Objective
Retype the records that come next, word for word.

Information supplied
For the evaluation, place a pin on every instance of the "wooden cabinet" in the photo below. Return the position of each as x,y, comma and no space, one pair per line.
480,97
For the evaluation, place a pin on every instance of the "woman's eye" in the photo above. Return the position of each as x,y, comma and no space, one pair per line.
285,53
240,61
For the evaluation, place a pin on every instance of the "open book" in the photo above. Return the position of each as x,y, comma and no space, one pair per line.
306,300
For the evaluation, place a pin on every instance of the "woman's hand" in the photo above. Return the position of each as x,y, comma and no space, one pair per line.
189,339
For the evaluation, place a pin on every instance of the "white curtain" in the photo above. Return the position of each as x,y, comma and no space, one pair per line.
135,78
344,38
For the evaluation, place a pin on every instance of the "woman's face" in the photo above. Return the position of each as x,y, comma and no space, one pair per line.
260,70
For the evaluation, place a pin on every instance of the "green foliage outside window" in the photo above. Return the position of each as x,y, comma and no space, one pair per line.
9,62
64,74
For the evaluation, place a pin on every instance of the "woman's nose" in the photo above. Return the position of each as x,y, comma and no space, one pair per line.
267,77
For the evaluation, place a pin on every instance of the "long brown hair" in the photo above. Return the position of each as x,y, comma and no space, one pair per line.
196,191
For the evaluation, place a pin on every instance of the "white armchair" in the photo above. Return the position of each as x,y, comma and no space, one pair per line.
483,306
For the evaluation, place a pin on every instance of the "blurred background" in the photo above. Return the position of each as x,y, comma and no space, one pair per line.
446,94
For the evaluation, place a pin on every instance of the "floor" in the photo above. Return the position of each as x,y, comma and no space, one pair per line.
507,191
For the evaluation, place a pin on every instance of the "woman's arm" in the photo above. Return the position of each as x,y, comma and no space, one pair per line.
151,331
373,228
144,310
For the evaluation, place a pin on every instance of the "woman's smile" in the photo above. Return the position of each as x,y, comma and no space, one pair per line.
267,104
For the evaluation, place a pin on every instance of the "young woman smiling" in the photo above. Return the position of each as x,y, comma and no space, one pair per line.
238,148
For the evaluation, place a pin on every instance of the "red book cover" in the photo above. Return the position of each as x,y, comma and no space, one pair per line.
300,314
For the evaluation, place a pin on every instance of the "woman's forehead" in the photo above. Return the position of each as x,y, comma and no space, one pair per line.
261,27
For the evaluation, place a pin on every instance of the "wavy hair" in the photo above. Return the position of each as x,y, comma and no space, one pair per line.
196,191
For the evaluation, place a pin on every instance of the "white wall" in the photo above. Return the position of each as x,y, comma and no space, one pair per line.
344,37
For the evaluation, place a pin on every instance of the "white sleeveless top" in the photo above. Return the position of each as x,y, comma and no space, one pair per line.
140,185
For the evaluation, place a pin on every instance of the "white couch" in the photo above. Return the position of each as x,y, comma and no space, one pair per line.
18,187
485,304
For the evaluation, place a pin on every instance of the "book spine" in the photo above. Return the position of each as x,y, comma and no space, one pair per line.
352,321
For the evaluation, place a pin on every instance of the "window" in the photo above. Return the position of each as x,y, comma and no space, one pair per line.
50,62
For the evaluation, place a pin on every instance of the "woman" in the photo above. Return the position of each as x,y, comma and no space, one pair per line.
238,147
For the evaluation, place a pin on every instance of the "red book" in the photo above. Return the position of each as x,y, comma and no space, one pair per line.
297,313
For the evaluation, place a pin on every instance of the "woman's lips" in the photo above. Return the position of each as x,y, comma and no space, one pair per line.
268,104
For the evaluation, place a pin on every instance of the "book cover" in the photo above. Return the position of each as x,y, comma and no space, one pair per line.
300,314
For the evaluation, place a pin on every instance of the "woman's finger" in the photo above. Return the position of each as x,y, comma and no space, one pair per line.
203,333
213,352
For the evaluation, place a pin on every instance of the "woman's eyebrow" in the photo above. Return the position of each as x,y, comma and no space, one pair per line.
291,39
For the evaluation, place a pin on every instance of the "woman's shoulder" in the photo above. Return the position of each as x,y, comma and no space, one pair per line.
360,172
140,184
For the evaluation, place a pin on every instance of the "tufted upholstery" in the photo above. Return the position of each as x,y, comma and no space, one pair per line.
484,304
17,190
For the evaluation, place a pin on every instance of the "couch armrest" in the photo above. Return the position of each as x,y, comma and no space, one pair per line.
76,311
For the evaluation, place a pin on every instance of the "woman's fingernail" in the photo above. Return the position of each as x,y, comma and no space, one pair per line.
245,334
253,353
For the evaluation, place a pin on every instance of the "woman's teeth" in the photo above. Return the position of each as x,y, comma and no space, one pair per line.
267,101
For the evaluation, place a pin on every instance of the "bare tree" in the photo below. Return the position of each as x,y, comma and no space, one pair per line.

Expected output
For the evaluation, place a pin on every instance of the "wooden cabinet" in the photo below. Return the position of each as x,y, comma and no space, one pair per line.
480,97
For the evaluation, place a pin on every instance of the "woman's eye" in the photo above. Return the position of each as x,y, comma and no space, one pair per line.
285,53
240,61
For the evaluation, place a pin on every instance of the "open book" in the photo above. Return the position of each as x,y, comma and no space, one pair per line.
306,300
For the evaluation, place a pin on every instance of the "woman's hand" in the photo above. Return the position of each as x,y, comma and no space, one pair per line.
189,339
For the evaluation, place a pin on every instance of the "white curtain" in the photo above. Return the position of each as x,y, comma and no space, one pair per line.
135,78
344,38
For the evaluation, place a pin on every instance of the "woman's face" in the photo above. Return the position of each as x,y, comma and no space, one pair per line.
260,70
For the evaluation, place a pin on every instance of the "green foliage outside window" in the photo above. Return the position of each as x,y, comma and no space, one pair per line.
9,62
64,74
For the evaluation, place a pin on every instance of the "woman's nose" in the photo above. Return the position of each as x,y, comma and no space, one pair per line.
267,77
For the evaluation, place a pin on every instance of the "long brown hair" in the photo above. Return the position of each as x,y, comma and no space, one pair per line.
196,191
For the evaluation, place a pin on every instance of the "white armchair" in the photo above. Return the position of each as x,y, comma and no space, one pair per line.
483,306
For the evaluation, place a pin on every instance of the "blurred background" in the photo above. Return the position of each as x,y, comma and no space, one pair per line.
446,94
For the evaluation, place a pin on every instance of the "floor" in the photo above. Return the position of each as x,y, comma and no space, one pair per line.
507,191
For the evaluation, place a pin on every instance of the "woman's arm" in the photo above. Return the position of each as x,y, comma and no space, one pair per line.
151,331
373,228
144,310
For the evaluation, place a pin on every instance of the "woman's smile" in the photo above. Return the position of each as x,y, comma and no space, one pair per line.
267,104
For the evaluation, place a pin on every instance of the "young woman smiling" in the photo above. Return the position of each as x,y, comma and no space, one pair per line.
238,148
For the evaluation, place a pin on every instance of the "red book cover" in the photo above. Return the position of each as x,y, comma and no space, one pair per line.
300,314
For the evaluation, place a pin on every instance of the "woman's forehead" in the photo above. Return the position of each as x,y, comma and no space, one pair per line.
261,27
For the evaluation, place a pin on every instance of the "wavy hair" in the photo above. Return the position of each as x,y, comma and no space, one pair per line.
196,191
For the evaluation, place a pin on every instance of the "white wall" in the photo above. Return the position of each as x,y, comma and no space, one pair per line.
344,37
For the evaluation, place a pin on every instance of the "white sleeveless top" in the photo above. Return the position of each as x,y, comma and no space, one pair per line.
140,185
For the evaluation, place a pin on every instance of the "white couch" in the photo above. Return the position of each as x,y, comma and no space, one pair per line.
18,187
485,304
For the evaluation, place a pin on every instance of the "book spine" in the photo above. Return the position of each as x,y, comma and no space, one pair per line.
352,321
For the evaluation, place a pin on every instance of the "window" in the photo above. Return the position of each as x,y, comma and no space, one pair per line.
50,62
For the evaluation, place a pin on every instance of the "woman" in the photo above. Return the position of each as x,y, comma and no space, one pair per line.
238,147
For the evaluation, place a pin on every instance of the "red book" in the photo above. Return the position of each as x,y, comma and no space, one pair per line.
297,313
For the evaluation, place a pin on every instance of the "woman's lips" in the photo above. Return the position of each as x,y, comma and no space, one pair per line.
268,104
For the evaluation, place a pin on every instance of the "book cover" in the photo above. Return the position of each as x,y, comma and no space, one pair per line.
300,314
For the evaluation, place a pin on every instance of the "woman's finger" in the photo above. Return the position of each as x,y, comma and no space, one pair per line.
203,333
213,352
For the evaluation, place a pin on every instance of the "woman's eyebrow" in the photo above. Return the position of each as x,y, comma and no space, one pair per line.
291,39
For the evaluation, place a pin on every instance of the "woman's shoulder" in the photo above. Return the position of each as x,y, comma and no space, one pair per line.
360,172
140,184
For the evaluation, place a pin on every instance of the "tufted upholstery" in the photo above. Return the position of each as x,y, comma and no space, one pair per line.
484,304
17,190
For the evaluation, place a pin on every instance of the "couch armrest" in the photo above. Return the position of each as x,y, comma and no space, one pair per line.
76,311
For the evaluation, place a pin on every instance of the "woman's fingernail" in the photo above. Return the position of each as x,y, comma and no space, one pair per line.
245,334
253,353
For the evaluation, place a pin on every instance of the "woman's teeth" in the photo above. Return the position of each as x,y, comma and no space, one pair per line.
267,101
For the evaluation, place a pin on every instance of the "bare tree" in the photo below. Return the position of each as x,y, comma and no space, one pair per line.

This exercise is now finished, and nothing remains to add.